[Entries on locating named things]

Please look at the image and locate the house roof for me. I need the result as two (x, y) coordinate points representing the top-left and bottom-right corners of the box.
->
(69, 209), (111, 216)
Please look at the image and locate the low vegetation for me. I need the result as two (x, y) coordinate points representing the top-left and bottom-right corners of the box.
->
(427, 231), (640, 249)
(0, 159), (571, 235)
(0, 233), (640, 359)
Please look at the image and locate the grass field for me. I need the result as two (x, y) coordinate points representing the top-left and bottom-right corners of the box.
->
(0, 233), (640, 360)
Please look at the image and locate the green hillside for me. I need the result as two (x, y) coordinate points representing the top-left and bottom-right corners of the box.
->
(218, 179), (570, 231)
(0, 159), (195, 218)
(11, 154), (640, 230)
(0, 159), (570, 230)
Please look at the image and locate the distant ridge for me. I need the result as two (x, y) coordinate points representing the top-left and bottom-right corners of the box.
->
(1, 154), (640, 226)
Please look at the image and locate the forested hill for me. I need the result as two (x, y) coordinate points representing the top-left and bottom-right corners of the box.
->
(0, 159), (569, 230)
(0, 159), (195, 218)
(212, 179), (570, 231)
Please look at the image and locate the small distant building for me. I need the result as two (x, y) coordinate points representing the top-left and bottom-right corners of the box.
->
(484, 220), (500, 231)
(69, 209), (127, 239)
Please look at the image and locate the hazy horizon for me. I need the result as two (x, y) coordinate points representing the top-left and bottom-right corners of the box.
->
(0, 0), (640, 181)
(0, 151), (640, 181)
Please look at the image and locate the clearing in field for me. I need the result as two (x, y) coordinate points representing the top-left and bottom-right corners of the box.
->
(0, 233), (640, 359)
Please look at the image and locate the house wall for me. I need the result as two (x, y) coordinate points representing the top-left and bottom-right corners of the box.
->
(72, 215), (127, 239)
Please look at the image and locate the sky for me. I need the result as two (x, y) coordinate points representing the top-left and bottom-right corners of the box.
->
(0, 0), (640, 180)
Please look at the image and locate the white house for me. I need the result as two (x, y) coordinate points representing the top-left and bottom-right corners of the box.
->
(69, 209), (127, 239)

Directive: Each line from the one containing "Please look at the image and locate the clearing" to the final line of the entries above must be returned exactly, and no other line may appear.

Reply to the task:
Please look at the image and locate the clearing in field for me. I need the result as two (x, y) coordinate points representing the top-left and bottom-right corners of the box.
->
(0, 233), (640, 359)
Please look at the image and locate the house wall for me. I need the result as two (x, y) coordinate points representing the top-left and bottom-right corners of the box.
->
(72, 215), (127, 239)
Please look at the image and locate the sky for me. I need the result as two (x, y) coordinate points representing the top-left and bottom-right corners of the box.
->
(0, 0), (640, 180)
Please look at the image and locate the white house for me. I need the result as two (x, y) coordinate points representing the top-left and bottom-right corners of the box.
->
(69, 209), (127, 239)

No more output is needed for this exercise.